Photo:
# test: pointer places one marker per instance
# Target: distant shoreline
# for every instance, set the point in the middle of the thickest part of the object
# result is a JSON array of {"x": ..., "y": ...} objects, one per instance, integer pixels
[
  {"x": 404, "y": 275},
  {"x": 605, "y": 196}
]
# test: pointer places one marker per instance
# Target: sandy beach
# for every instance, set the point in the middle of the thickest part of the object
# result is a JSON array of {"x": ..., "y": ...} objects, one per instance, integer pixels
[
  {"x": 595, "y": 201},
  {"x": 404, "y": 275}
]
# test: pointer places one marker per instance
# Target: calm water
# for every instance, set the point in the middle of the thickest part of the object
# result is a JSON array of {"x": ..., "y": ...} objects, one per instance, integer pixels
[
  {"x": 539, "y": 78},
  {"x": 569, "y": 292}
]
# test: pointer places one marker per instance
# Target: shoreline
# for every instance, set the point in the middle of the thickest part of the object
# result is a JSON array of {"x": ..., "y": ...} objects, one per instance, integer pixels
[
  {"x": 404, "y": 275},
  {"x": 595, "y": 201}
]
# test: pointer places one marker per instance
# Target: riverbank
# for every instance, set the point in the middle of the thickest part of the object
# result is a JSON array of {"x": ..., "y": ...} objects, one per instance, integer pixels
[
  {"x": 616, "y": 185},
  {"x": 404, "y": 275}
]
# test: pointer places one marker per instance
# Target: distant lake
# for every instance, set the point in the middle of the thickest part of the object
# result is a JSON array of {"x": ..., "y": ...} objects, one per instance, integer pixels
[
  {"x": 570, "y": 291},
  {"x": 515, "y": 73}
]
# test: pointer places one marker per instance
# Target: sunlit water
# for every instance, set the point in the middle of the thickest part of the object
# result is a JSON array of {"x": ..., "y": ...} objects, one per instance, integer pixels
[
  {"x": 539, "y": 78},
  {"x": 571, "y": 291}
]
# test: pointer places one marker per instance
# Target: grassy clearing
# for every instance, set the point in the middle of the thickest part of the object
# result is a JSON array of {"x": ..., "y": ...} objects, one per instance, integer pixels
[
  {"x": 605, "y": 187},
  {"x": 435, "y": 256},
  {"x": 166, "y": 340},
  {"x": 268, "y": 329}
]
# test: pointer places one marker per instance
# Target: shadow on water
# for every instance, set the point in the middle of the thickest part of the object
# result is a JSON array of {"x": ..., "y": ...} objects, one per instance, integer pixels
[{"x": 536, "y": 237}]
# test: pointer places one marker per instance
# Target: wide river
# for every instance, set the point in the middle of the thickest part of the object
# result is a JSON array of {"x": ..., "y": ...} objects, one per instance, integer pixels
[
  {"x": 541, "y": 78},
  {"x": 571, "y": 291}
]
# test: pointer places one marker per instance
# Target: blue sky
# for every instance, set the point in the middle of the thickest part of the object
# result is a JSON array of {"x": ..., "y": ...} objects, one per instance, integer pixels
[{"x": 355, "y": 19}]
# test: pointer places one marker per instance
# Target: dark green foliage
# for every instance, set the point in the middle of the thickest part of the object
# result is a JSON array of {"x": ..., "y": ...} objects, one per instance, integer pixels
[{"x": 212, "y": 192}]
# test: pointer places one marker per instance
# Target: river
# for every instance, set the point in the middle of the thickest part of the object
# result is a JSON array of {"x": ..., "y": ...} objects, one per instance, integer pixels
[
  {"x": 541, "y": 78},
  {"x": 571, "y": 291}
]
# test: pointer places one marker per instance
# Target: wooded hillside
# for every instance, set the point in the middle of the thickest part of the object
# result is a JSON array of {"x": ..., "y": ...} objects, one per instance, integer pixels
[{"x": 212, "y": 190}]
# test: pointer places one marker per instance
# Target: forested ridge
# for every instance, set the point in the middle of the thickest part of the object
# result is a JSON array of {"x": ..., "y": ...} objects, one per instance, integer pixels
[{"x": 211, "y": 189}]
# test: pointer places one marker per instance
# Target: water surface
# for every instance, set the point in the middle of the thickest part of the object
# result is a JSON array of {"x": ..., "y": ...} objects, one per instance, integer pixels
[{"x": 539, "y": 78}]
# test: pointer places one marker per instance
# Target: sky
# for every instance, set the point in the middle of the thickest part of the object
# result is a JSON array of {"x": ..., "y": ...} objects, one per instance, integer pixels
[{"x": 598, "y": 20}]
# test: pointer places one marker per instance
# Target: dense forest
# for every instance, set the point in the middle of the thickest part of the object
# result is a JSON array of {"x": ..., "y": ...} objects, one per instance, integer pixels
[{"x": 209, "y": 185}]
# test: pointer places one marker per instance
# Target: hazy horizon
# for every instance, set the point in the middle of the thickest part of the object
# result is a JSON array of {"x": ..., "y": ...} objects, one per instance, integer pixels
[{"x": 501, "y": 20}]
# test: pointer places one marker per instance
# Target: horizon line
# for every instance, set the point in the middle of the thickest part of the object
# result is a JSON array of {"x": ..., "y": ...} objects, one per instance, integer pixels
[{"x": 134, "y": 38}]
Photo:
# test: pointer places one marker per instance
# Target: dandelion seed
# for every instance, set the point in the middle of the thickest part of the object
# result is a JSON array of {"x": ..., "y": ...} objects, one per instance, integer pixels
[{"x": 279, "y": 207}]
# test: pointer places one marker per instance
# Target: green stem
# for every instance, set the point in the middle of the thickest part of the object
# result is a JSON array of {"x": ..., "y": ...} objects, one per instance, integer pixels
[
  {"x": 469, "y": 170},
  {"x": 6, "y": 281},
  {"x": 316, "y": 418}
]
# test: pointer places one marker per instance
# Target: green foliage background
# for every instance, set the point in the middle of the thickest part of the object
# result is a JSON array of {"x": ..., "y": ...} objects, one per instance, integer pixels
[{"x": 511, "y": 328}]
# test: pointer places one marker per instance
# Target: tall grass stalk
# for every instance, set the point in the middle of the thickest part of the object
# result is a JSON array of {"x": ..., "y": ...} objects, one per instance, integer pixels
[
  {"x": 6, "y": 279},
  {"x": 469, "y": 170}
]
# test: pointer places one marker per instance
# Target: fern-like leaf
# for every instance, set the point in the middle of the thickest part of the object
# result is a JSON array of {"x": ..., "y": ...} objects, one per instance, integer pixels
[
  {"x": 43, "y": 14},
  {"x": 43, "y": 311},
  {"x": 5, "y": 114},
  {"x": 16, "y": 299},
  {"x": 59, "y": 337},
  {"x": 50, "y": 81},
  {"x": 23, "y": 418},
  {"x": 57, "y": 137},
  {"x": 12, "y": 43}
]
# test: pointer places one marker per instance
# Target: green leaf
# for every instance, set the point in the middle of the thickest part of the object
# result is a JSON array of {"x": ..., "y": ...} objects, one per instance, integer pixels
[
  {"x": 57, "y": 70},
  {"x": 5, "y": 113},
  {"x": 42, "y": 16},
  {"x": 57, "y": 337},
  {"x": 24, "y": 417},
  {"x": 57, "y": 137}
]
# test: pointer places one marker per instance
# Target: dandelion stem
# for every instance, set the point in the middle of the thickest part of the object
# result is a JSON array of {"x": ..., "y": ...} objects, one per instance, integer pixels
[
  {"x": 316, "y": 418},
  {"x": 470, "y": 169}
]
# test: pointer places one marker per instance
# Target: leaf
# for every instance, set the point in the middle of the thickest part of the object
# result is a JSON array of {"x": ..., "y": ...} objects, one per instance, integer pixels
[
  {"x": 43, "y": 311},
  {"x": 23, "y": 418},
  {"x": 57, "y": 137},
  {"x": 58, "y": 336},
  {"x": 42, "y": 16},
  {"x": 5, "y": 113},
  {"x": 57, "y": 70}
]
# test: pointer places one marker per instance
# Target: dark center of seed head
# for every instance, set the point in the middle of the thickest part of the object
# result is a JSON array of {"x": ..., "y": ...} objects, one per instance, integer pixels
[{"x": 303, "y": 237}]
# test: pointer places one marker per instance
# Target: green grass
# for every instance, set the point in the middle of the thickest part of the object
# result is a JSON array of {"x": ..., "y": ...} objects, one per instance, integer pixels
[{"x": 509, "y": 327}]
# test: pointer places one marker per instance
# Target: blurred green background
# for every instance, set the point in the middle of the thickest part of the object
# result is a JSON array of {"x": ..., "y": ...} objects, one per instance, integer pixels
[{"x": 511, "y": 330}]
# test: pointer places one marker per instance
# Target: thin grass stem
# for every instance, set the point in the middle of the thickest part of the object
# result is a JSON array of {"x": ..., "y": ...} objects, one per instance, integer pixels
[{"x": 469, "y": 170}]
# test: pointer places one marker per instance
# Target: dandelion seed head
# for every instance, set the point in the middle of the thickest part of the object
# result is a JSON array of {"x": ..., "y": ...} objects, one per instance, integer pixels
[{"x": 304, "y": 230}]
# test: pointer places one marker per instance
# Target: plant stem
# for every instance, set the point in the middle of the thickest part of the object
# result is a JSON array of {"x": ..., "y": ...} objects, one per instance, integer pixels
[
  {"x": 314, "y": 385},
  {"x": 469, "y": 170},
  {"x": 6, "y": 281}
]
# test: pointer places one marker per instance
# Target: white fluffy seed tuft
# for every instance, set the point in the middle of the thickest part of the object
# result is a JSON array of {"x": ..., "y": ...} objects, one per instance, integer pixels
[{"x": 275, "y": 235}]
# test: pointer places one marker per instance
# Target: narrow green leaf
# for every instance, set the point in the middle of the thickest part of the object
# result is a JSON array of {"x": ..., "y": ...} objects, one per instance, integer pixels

> _EXERCISE PROMPT_
The task calls for all lines in the entries that hold "leaf".

> _ANSWER SECTION_
# Target: fern-like leaf
# Target: green leaf
# Target: leaf
# Target: narrow green leaf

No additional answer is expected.